→ **Work to be completed**: Do these statements agree with the text on company bankruptcies below? Answer yes or no for each and quote the words that decide it. 1. Whiting Petroleum filed for bankruptcy protection on April 1. 2. Tuesday Morning said it would close around 230 of its stores. 3. The assets of Apex Parks Groups are worth more than its liabilities.

> Industry: Manufacturing
Libbey may not be a household name, but chances are you are familiar with its products. The Toledo-based company is one of the leading providers of glassware to bars and restaurants, with sales of $782.4 million last year. As dining establishments closed, however, they had no need for new glassware and sales at Libbey suffered. After sales dropped from about $10 million per week before the pandemic to less than half of that throughout much of March, the company declared bankruptcy.
17. Whiting Petroleum
> Industry: Energy
Whiting Petroleum became the first major shale company to file for bankruptcy protection when it did so on April 1. This came in the wake of oil prices collapsing because of decreased demand due to COVID-19 and a Saudi-Russian price war. The company was criticized after CEO Bradley Holly received a $6.4 million bonus after filing.
18. Tuesday Morning
> Industry: Retail
Retailer Tuesday Morning filed for bankruptcy on May 27. The discount homeware brand has over 687 stores in nearly 40 states, though as part of its filing, the company said it would close around 230 of those locations. As a nonessential business, Tuesday Morning closed all of its stores in March, furloughing around 9,000 employees, most of whom have since returned to work.
19. Apex Parks Groups
> Industry: Amusement parks
Apex Parks Groups operates 10 amusement and water parks in California, New Jersey, and Florida, though it recently closed a park in New York. While other amusement companies have been able to survive the shutdown brought on by COVID-19, Apex was already struggling to stay afloat. The company assets are worth between $50 million and $100 million, but its liabilities are between $100 million and $500 million.

→ **Information**:
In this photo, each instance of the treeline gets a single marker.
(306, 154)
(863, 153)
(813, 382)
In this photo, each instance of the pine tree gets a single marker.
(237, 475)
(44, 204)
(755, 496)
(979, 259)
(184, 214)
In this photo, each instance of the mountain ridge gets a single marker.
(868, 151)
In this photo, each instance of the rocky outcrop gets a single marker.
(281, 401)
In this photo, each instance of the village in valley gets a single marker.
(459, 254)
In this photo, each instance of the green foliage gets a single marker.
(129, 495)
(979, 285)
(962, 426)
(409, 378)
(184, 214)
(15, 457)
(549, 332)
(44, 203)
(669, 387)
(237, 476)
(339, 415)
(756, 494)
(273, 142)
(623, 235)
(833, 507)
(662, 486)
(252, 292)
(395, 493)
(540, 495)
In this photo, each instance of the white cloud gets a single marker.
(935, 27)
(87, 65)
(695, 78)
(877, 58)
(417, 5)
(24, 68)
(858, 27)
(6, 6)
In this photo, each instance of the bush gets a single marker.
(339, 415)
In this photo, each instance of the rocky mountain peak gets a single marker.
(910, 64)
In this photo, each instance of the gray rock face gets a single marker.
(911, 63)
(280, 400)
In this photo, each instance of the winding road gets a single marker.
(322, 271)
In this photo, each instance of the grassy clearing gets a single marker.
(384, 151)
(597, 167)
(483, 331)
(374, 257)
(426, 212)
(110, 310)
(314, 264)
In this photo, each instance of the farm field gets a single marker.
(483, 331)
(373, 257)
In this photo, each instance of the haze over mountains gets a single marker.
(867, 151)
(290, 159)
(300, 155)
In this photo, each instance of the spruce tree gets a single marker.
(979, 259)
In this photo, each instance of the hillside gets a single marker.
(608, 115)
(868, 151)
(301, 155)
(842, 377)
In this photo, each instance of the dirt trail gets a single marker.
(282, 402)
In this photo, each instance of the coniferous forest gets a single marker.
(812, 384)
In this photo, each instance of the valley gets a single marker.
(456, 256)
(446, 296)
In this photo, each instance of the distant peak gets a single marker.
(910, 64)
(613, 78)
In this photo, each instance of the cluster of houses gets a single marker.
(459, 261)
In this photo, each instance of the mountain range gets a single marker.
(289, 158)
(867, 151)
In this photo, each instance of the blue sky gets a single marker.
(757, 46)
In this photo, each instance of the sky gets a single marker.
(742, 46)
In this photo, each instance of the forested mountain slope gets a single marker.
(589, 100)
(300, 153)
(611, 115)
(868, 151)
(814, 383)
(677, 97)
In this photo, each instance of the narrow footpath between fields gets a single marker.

* * *

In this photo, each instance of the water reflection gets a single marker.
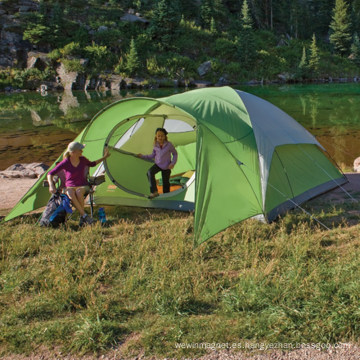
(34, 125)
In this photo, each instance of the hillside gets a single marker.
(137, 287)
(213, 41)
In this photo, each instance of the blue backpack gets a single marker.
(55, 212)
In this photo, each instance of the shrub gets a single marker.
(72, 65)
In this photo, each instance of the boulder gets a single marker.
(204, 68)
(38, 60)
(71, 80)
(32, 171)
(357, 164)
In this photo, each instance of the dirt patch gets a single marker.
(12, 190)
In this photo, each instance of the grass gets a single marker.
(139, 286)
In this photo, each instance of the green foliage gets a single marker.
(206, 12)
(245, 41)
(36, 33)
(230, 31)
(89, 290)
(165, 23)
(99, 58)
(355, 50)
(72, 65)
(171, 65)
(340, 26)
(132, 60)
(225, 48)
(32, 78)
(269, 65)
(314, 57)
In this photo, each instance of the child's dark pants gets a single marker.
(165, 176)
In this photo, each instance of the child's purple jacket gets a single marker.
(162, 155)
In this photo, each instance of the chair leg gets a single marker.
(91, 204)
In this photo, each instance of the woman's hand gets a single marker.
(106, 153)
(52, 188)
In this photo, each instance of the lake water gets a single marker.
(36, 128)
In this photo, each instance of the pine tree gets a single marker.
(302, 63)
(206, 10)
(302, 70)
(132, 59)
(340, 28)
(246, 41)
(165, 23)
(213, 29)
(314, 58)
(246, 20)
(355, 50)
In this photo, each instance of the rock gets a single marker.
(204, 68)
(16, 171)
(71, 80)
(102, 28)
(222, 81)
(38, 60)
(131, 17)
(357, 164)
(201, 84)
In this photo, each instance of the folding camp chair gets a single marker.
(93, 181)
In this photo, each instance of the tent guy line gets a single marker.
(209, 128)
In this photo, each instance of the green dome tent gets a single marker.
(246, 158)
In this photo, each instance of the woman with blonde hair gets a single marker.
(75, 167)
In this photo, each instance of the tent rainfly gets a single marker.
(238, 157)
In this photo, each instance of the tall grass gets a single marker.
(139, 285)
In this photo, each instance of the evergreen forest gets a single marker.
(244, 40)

...

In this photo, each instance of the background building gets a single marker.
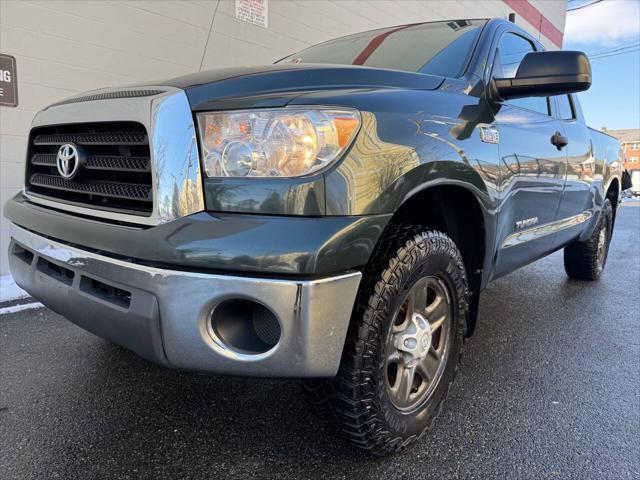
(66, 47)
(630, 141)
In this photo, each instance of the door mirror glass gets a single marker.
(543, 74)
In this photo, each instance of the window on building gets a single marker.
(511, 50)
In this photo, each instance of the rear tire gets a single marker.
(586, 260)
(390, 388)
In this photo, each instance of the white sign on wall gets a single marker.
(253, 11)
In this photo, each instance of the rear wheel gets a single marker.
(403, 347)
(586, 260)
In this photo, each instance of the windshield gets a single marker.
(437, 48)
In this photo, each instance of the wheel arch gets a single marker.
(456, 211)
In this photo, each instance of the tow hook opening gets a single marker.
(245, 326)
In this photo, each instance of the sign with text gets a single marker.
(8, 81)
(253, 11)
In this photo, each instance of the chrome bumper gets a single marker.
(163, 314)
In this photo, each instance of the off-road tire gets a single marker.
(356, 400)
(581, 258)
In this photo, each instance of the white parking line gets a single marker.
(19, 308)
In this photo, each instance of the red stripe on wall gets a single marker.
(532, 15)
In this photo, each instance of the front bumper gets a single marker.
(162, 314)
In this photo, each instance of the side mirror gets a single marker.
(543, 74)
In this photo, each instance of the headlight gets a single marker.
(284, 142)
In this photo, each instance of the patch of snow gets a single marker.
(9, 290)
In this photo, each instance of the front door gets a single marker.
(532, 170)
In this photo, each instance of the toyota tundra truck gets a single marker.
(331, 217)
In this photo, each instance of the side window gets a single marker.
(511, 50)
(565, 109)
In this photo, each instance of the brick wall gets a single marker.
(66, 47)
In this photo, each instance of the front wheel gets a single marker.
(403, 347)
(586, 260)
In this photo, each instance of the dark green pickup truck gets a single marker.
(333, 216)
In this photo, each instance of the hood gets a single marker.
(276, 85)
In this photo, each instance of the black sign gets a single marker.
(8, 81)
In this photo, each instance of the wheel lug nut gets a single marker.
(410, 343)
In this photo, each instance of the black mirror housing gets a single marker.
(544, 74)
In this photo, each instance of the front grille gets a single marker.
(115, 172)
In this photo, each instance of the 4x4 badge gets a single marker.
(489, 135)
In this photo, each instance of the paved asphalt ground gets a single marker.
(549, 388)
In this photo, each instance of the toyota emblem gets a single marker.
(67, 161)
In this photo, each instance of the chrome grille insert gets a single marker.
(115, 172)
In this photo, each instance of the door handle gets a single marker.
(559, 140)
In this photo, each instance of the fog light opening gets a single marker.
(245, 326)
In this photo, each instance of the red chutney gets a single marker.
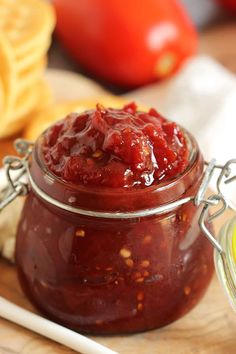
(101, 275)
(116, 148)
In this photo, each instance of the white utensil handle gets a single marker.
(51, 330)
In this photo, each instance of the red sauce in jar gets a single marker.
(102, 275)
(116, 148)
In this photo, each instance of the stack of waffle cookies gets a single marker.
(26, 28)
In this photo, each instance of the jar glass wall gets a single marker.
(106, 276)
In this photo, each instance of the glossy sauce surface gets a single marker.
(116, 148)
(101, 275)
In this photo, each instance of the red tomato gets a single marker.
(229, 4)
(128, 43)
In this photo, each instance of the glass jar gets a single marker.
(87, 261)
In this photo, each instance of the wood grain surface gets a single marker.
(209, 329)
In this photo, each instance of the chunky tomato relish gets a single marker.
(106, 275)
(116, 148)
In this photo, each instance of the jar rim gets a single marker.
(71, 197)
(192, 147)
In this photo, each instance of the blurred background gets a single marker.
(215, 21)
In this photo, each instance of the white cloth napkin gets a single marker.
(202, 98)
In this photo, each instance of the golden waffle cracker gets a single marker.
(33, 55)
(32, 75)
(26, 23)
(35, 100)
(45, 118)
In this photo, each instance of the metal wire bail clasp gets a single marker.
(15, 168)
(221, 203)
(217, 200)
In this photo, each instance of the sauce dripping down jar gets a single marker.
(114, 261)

→ **Exercise answer**:
1. Yes: "Whiting Petroleum became the first major shale company to file for bankruptcy protection when it did so on April 1."
2. Yes: "the company said it would close around 230 of those locations."
3. No: "The company assets are worth between $50 million and $100 million, but its liabilities are between $100 million and $500 million."